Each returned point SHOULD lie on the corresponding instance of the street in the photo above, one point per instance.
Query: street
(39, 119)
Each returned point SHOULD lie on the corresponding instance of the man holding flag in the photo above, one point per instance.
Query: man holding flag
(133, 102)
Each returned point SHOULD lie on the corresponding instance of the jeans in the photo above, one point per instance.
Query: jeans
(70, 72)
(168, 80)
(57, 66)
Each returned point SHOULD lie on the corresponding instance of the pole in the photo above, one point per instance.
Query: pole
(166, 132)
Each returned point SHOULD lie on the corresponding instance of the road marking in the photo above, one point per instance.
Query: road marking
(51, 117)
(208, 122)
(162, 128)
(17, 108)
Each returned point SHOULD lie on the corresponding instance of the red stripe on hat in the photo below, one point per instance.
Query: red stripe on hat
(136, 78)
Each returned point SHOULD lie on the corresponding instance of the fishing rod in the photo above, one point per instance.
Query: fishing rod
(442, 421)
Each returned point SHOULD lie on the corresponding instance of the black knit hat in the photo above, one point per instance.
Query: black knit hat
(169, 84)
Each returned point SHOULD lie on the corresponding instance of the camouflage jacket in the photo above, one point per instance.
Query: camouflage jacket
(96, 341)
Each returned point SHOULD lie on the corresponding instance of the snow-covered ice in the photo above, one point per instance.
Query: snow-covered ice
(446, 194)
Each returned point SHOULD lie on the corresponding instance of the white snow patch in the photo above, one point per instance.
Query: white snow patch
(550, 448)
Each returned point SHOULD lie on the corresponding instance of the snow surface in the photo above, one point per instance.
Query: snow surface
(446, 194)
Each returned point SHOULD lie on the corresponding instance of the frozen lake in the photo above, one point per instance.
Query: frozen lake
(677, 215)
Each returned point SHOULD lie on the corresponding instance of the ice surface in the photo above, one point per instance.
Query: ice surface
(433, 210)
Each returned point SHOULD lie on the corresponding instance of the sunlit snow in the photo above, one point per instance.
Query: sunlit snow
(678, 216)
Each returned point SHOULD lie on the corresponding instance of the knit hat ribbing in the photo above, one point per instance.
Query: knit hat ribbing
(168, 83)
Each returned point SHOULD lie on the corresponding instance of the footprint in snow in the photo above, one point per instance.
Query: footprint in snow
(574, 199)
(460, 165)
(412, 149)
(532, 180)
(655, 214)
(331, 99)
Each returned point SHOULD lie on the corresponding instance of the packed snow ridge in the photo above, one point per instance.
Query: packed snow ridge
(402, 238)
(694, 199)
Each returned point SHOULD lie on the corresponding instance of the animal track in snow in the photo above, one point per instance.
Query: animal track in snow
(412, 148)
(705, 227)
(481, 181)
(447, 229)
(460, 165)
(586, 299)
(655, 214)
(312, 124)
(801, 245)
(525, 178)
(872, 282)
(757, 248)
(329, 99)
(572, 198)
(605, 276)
────────────────
* **Aim**:
Write out the listing from the line containing "of the footprint" up to and including its last line, with no changes.

* **Correct response**:
Each returned point SHOULD lie on the corresponding instance of the footprint in snow in the photo above, one point per instance.
Query: footprint in snow
(574, 199)
(460, 165)
(412, 149)
(532, 180)
(655, 214)
(331, 99)
Each returned point SHOULD lie on the corresponding instance of the packed snow ridge in the photo above, one point per instance.
Query: packed snow ridge
(402, 238)
(694, 199)
Each returned point SHOULD lie on the corresponding instance of the animal track in snow in the photo above, one point per instance.
Query: animal track in snow
(412, 148)
(705, 227)
(481, 181)
(447, 229)
(460, 165)
(586, 299)
(655, 214)
(312, 124)
(801, 245)
(525, 178)
(872, 282)
(757, 248)
(329, 99)
(572, 198)
(605, 276)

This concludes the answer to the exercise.